**Task requirements:** From the records, return each line that has the word "paved" in it.

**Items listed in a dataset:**
★ ★ ★

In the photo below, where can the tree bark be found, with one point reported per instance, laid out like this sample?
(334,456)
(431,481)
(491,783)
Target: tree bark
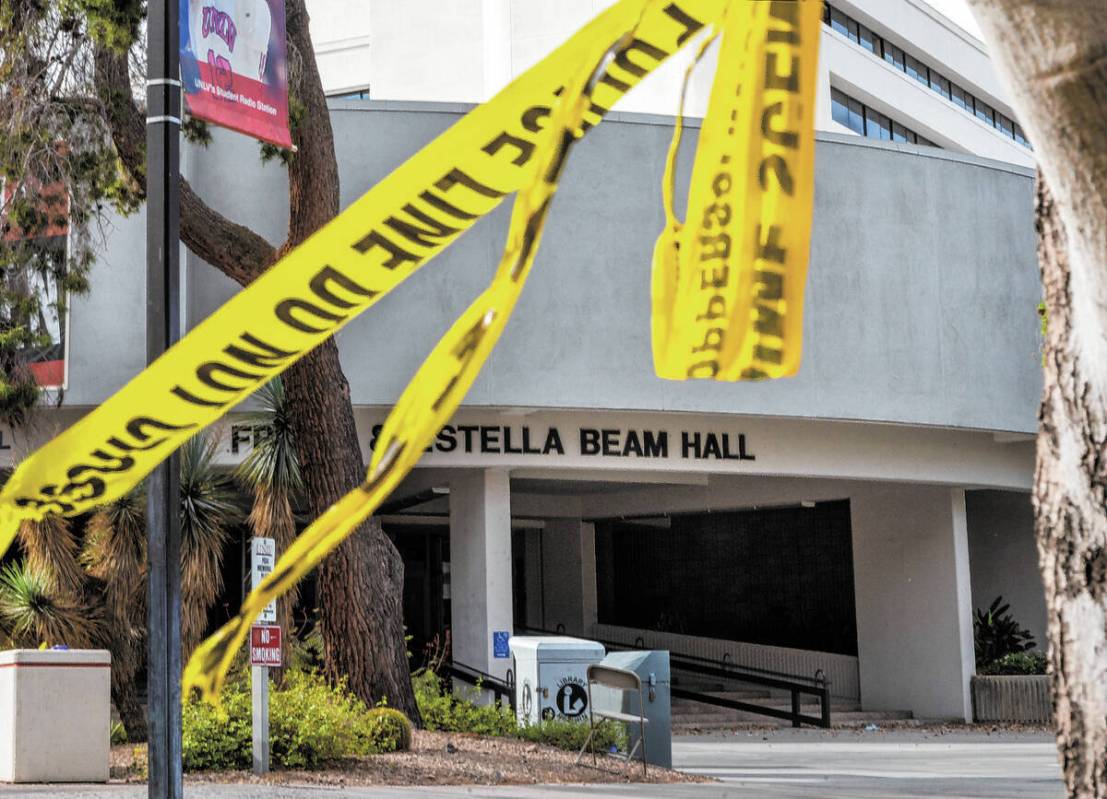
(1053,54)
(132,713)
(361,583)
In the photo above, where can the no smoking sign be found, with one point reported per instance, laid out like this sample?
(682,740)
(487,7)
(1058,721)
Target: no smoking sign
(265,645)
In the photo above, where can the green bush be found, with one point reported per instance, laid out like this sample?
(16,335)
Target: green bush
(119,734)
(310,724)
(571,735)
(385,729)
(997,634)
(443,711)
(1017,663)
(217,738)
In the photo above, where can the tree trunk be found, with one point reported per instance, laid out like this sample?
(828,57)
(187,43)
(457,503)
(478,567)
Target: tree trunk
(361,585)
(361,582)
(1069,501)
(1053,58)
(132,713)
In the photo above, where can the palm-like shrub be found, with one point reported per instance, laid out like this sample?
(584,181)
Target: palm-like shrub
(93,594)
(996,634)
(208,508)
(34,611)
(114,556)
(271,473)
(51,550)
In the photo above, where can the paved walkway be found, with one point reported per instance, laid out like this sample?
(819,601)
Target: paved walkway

★ ★ ★

**Answer space:**
In the photo above, where can the paved walkway be found, with one point reported per instance, laid out like this sample?
Target: paved walkway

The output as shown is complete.